» Exercise
Every entry below must be retyped exactly, and the pictures must be left out.

» Dataset content
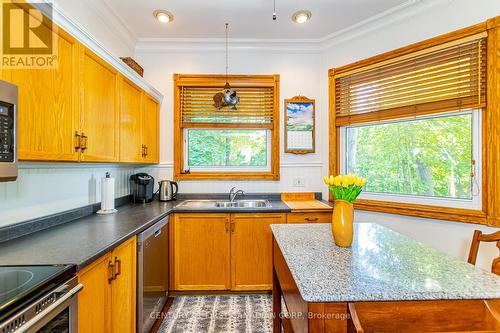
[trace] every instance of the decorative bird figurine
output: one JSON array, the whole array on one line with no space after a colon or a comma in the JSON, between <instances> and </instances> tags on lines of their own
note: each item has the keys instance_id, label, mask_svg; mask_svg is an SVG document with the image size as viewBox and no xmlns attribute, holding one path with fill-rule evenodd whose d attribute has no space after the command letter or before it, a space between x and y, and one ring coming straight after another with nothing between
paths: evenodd
<instances>
[{"instance_id":1,"label":"decorative bird figurine","mask_svg":"<svg viewBox=\"0 0 500 333\"><path fill-rule=\"evenodd\" d=\"M220 110L226 106L232 106L231 109L237 110L236 105L239 103L239 101L240 98L236 90L231 88L228 82L226 82L223 91L218 92L214 95L214 106L217 108L217 110Z\"/></svg>"}]
</instances>

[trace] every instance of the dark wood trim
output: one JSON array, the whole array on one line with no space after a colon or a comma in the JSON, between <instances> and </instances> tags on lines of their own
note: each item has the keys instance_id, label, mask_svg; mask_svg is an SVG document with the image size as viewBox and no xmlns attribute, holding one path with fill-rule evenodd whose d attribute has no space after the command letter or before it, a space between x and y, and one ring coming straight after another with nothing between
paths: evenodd
<instances>
[{"instance_id":1,"label":"dark wood trim","mask_svg":"<svg viewBox=\"0 0 500 333\"><path fill-rule=\"evenodd\" d=\"M169 297L167 300L167 303L165 303L165 306L161 310L160 318L156 320L154 323L153 327L151 327L150 333L157 333L158 330L160 329L161 324L163 323L163 320L167 317L168 310L172 307L172 304L174 303L174 298Z\"/></svg>"}]
</instances>

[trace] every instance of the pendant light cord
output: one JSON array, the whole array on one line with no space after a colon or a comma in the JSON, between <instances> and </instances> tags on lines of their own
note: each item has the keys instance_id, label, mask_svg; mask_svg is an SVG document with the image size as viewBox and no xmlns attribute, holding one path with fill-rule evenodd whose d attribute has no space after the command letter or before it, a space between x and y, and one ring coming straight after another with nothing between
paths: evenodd
<instances>
[{"instance_id":1,"label":"pendant light cord","mask_svg":"<svg viewBox=\"0 0 500 333\"><path fill-rule=\"evenodd\" d=\"M273 20L276 21L276 0L273 0Z\"/></svg>"},{"instance_id":2,"label":"pendant light cord","mask_svg":"<svg viewBox=\"0 0 500 333\"><path fill-rule=\"evenodd\" d=\"M227 73L229 71L229 47L228 47L228 27L229 23L226 23L226 82L227 82Z\"/></svg>"}]
</instances>

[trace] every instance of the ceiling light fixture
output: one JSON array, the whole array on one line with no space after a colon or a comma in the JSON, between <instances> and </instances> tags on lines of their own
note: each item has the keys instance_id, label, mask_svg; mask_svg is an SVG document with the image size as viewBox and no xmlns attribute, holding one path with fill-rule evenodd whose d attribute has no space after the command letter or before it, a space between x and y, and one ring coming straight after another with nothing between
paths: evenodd
<instances>
[{"instance_id":1,"label":"ceiling light fixture","mask_svg":"<svg viewBox=\"0 0 500 333\"><path fill-rule=\"evenodd\" d=\"M308 10L299 10L292 15L292 21L298 24L306 23L311 18L312 14Z\"/></svg>"},{"instance_id":2,"label":"ceiling light fixture","mask_svg":"<svg viewBox=\"0 0 500 333\"><path fill-rule=\"evenodd\" d=\"M174 20L174 15L171 12L161 9L155 10L153 16L161 23L169 23Z\"/></svg>"}]
</instances>

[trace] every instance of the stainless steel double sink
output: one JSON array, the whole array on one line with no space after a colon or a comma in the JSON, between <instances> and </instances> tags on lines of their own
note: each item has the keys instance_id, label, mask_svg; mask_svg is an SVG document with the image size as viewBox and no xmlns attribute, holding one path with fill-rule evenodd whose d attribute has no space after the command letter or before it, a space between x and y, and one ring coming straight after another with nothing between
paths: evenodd
<instances>
[{"instance_id":1,"label":"stainless steel double sink","mask_svg":"<svg viewBox=\"0 0 500 333\"><path fill-rule=\"evenodd\" d=\"M177 207L182 208L271 208L268 200L186 200Z\"/></svg>"}]
</instances>

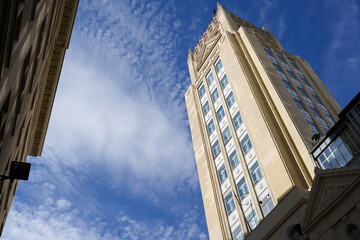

» Completed task
[trace] every instance of the decorative bird figurine
output: one JSON array, the whole array on one line with no space after a colon or a comma in the JSON, between <instances> and </instances> tags on lines of their own
note: each item has the keys instance_id, label, mask_svg; mask_svg is an SVG document with the image size as viewBox and no xmlns attribute, holding one path with fill-rule evenodd whose d attribute has no space after the command letter or before it, a space between x and y, and one ring coming straight after another with nothing between
paths: evenodd
<instances>
[{"instance_id":1,"label":"decorative bird figurine","mask_svg":"<svg viewBox=\"0 0 500 333\"><path fill-rule=\"evenodd\" d=\"M220 110L226 106L232 106L231 109L237 110L236 105L239 103L239 101L240 98L236 90L231 88L228 82L226 82L223 91L218 92L214 95L214 106L217 108L217 110Z\"/></svg>"}]
</instances>

[trace] every instance of the dark wood trim
output: one JSON array, the whole array on one line with no space after a colon or a comma in the JSON, between <instances> and </instances> tags on lines of their own
note: each item has the keys instance_id, label, mask_svg; mask_svg is an SVG document with the image size as viewBox and no xmlns attribute, holding one path with fill-rule evenodd whose d attribute has no space after the command letter or before it, a space between x and y, and one ring coming straight after another with nothing between
paths: evenodd
<instances>
[{"instance_id":1,"label":"dark wood trim","mask_svg":"<svg viewBox=\"0 0 500 333\"><path fill-rule=\"evenodd\" d=\"M169 297L167 300L167 303L165 303L165 306L161 310L160 318L156 320L154 323L153 327L151 327L150 333L157 333L158 330L160 329L161 324L163 323L163 320L167 317L168 310L172 307L172 304L174 303L174 298Z\"/></svg>"}]
</instances>

[trace] every instance of the pendant light cord
output: one JSON array, the whole array on one line with no space after a colon or a comma in the JSON, between <instances> and </instances> tags on lines of their own
note: each item has the keys instance_id, label, mask_svg; mask_svg is an SVG document with the image size as viewBox and no xmlns attribute, holding one path with fill-rule evenodd whose d attribute has no space after the command letter or before it, a space between x and y, and one ring coming straight after another with nothing between
paths: evenodd
<instances>
[{"instance_id":1,"label":"pendant light cord","mask_svg":"<svg viewBox=\"0 0 500 333\"><path fill-rule=\"evenodd\" d=\"M273 20L276 21L276 0L273 0Z\"/></svg>"},{"instance_id":2,"label":"pendant light cord","mask_svg":"<svg viewBox=\"0 0 500 333\"><path fill-rule=\"evenodd\" d=\"M227 73L229 71L229 47L228 47L228 27L229 23L226 23L226 82L227 82Z\"/></svg>"}]
</instances>

[trace] every instance of the ceiling light fixture
output: one JSON array, the whole array on one line with no space after a colon or a comma in the JSON, between <instances> and </instances> tags on lines of their own
note: each item has the keys instance_id, label, mask_svg; mask_svg is an SVG document with the image size as viewBox and no xmlns attribute, holding one path with fill-rule evenodd whose d attribute has no space after the command letter or before it, a space between x and y, and one ring coming straight after another with nothing between
paths: evenodd
<instances>
[{"instance_id":1,"label":"ceiling light fixture","mask_svg":"<svg viewBox=\"0 0 500 333\"><path fill-rule=\"evenodd\" d=\"M308 10L299 10L292 15L292 21L298 24L306 23L311 18L312 14Z\"/></svg>"},{"instance_id":2,"label":"ceiling light fixture","mask_svg":"<svg viewBox=\"0 0 500 333\"><path fill-rule=\"evenodd\" d=\"M174 20L174 15L171 12L161 9L155 10L153 16L161 23L169 23Z\"/></svg>"}]
</instances>

[trace] every instance of the stainless steel double sink
output: one JSON array, the whole array on one line with no space after a colon or a comma in the JSON, between <instances> and </instances> tags on lines of their own
note: each item has the keys instance_id, label, mask_svg; mask_svg is an SVG document with the image size as viewBox and no xmlns attribute, holding one path with fill-rule evenodd whose d attribute has no space after the command letter or before it, a space between x and y, and one ring coming straight after another with nothing between
paths: evenodd
<instances>
[{"instance_id":1,"label":"stainless steel double sink","mask_svg":"<svg viewBox=\"0 0 500 333\"><path fill-rule=\"evenodd\" d=\"M177 207L182 208L271 208L268 200L186 200Z\"/></svg>"}]
</instances>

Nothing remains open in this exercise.